_SOURCE PASSAGE_:
^^^^^^^^^^^^^^^^
WASHINGTON -- Michigan lawmakers passed legislation last week that will ban "partial-birth" abortions, which have been federally outlawed since 2007 and have not occurred on record since then.
The state-level ban -- sponsored by Republicans -- is modeled almost exactly after the federal ban that George W. Bush signed in 2003 and that the Supreme Court upheld in 2007. Doctors who perform the procedure, in which the fetus is partially delivered before being aborted, would face up to two years in jail and a $50,000 fine unless they can prove the mother's life is in danger. Democratic opponents of the measure tried to amend it to include exceptions for cases of rape or damage to a woman's health, but those proposals were voted down.
Since the federal ban was upheld in 2007, there have been no charges of partial-birth abortions in Michigan or any other state, according to the American Civil Liberties Union. Only a handful of doctors in the country will perform the procedure to save a mother's life, and none of them reside in Michigan.
The term "partial-birth" abortion is not in medical textbooks and is a political term coined by the National Right to Life Committee in 1995. The medical and political communities have argued for years about what exactly the term means and at what stage of the pregnancy it occurs.
Opponents of the Michigan law say the ban is a purely political attempt for Republicans to mobilize their base by evoking a highly sensitive, emotionally charged issue.
^^^^^^^^^^^^^^^^
_SUPPLIED ENTRIES_:
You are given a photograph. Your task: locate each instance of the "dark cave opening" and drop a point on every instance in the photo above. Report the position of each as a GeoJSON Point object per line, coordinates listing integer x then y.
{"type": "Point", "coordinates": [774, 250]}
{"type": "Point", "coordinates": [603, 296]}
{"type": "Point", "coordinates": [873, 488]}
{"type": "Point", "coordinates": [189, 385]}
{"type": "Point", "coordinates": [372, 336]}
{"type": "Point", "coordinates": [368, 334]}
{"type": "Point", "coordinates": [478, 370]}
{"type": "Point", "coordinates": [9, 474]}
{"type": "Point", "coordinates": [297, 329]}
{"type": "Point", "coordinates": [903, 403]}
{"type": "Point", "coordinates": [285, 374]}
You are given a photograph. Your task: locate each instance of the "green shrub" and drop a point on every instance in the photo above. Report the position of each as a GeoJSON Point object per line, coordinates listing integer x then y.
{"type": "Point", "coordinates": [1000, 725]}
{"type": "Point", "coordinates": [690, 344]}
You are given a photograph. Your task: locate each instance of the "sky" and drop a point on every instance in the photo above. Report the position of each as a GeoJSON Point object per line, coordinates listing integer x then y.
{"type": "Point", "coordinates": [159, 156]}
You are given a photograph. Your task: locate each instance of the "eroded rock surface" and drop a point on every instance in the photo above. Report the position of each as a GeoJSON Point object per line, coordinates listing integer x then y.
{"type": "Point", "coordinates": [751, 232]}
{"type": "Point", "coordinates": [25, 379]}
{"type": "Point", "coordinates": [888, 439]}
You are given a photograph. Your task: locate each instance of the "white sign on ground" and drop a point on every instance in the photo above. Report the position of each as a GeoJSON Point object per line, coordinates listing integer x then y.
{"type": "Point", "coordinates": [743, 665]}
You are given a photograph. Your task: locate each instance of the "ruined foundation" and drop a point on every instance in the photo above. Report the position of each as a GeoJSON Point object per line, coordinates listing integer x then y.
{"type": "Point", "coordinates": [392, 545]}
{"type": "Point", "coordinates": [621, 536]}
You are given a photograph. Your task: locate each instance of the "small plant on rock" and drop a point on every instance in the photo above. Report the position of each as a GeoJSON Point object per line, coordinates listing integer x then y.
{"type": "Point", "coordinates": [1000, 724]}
^^^^^^^^^^^^^^^^
_AIM OF THE TASK_: According to the report on Michigan's abortion ban, which group coined the term "partial-birth" abortion, and in what year?

_EXPECTED ANSWER_: The National Right to Life Committee, in 1995.